* Written request:
Retype the whole online algorithms quickstart notebook below word for word, code lines included.

* Reading text:
start
# Online Algorithms Quickstart

This notebook walks through streaming changepoint detection with BOCPD, CUSUM, and Page-Hinkley on a synthetic service-latency stream.

In [None]:
import numpy as np
import cpd

try:
    import matplotlib.pyplot as plt
    HAS_MATPLOTLIB = True
except ImportError:
    HAS_MATPLOTLIB = False
    print("matplotlib is optional. Install with: python -m pip install matplotlib")


In [None]:
# Deterministic service latency stream: baseline, shift, drift, and transient spikes
rng = np.random.default_rng(2027)
n1, n2, n3 = 220, 160, 140
seg1 = 95.0 + rng.normal(0.0, 1.8, size=n1)
seg2 = 112.0 + rng.normal(0.0, 2.0, size=n2)
seg3_base = np.linspace(112.0, 128.0, n3)
seg3 = seg3_base + rng.normal(0.0, 1.8, size=n3)
latency = np.concatenate([seg1, seg2, seg3]).astype(np.float64)
end
* Stored records:
start
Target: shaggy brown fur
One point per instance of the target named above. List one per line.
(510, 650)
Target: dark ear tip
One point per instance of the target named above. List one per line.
end
* Answer to this problem:
# Online Algorithms Quickstart

This notebook walks through streaming changepoint detection with BOCPD, CUSUM, and Page-Hinkley on a synthetic service-latency stream.

In [None]:
import numpy as np
import cpd

try:
    import matplotlib.pyplot as plt
    HAS_MATPLOTLIB = True
except ImportError:
    HAS_MATPLOTLIB = False
    print("matplotlib is optional. Install with: python -m pip install matplotlib")


In [None]:
# Deterministic service latency stream: baseline, shift, drift, and transient spikes
rng = np.random.default_rng(2027)
n1, n2, n3 = 220, 160, 140
seg1 = 95.0 + rng.normal(0.0, 1.8, size=n1)
seg2 = 112.0 + rng.normal(0.0, 2.0, size=n2)
seg3_base = np.linspace(112.0, 128.0, n3)
seg3 = seg3_base + rng.normal(0.0, 1.8, size=n3)
latency = np.concatenate([seg1, seg2, seg3]).astype(np.float64)